• _AIM OF THE EXERCISE_: Pull out each line in the records below that contains the string "blue".
— START OF LISTING —
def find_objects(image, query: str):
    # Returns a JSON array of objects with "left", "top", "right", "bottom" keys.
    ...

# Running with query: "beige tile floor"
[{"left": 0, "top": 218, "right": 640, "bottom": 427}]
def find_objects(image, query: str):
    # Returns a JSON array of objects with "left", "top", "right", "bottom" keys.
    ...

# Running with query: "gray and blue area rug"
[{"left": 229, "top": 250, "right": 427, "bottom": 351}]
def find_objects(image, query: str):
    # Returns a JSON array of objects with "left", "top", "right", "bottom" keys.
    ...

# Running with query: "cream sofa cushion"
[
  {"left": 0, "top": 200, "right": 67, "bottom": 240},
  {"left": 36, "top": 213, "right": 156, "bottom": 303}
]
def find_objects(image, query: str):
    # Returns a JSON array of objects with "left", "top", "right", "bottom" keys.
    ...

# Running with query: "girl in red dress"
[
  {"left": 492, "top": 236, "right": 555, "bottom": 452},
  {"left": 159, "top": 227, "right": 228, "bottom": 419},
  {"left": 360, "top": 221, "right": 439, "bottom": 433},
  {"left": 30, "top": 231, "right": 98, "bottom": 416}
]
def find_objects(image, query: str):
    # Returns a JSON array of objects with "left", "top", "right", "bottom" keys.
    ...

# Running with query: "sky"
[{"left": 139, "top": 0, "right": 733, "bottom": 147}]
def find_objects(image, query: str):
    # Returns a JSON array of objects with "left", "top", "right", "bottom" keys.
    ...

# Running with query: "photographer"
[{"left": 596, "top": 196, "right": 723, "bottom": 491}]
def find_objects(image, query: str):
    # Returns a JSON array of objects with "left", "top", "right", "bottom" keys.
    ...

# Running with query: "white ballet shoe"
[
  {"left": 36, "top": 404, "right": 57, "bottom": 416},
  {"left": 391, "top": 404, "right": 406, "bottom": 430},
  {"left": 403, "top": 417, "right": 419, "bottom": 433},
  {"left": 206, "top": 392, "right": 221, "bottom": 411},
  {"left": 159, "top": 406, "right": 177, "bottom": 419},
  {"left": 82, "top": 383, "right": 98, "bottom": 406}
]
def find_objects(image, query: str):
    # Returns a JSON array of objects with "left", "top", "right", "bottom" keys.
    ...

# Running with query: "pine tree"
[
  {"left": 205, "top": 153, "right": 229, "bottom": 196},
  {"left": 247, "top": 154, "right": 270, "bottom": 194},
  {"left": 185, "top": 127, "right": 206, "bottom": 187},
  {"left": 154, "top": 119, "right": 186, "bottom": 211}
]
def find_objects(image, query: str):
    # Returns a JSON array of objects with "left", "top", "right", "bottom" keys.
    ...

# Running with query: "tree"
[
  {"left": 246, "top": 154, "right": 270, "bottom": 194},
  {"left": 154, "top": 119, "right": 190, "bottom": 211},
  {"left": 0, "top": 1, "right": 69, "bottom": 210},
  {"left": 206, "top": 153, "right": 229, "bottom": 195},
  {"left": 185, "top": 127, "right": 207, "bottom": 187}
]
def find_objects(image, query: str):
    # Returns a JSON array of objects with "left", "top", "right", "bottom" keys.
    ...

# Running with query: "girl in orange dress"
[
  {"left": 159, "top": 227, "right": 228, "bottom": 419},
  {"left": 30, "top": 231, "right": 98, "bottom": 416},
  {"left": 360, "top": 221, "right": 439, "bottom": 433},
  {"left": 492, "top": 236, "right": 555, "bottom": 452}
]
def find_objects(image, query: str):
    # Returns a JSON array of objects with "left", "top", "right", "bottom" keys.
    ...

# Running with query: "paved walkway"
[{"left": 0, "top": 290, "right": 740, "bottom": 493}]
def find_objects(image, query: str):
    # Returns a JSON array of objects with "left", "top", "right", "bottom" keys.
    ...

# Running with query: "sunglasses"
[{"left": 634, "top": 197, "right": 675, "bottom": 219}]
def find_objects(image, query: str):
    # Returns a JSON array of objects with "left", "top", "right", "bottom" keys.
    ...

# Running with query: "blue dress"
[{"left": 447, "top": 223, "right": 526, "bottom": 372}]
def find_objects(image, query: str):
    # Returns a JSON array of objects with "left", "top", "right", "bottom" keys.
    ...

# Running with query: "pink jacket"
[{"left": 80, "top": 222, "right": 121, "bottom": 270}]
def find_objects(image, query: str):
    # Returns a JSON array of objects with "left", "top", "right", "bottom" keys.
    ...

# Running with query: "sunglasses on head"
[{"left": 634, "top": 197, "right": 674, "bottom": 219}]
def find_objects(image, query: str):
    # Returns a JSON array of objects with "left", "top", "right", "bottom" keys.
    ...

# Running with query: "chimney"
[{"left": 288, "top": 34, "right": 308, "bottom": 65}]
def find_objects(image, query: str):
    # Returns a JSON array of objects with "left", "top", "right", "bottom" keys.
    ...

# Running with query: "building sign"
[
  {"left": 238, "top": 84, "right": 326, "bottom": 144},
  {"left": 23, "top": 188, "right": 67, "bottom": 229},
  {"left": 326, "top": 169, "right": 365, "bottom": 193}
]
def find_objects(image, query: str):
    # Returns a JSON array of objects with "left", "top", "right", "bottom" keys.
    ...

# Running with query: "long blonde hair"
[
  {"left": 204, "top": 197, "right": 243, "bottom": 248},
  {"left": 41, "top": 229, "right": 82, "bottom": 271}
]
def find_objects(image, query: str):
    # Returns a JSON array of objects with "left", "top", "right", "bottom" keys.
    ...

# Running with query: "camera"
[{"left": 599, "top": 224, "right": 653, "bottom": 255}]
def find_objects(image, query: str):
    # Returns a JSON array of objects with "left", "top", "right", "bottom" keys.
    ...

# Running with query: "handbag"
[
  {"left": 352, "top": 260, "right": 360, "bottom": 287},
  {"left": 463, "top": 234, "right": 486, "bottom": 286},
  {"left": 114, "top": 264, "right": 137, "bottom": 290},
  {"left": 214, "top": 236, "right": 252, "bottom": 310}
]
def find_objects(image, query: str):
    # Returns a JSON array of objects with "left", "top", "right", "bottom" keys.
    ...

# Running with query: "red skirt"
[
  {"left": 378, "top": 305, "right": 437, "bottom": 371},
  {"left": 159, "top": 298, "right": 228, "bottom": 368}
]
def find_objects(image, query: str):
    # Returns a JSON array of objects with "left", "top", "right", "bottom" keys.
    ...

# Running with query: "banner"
— END OF LISTING —
• _SOLUTION TO THIS TASK_:
# Running with query: "gray and blue area rug"
# Running with query: "blue dress"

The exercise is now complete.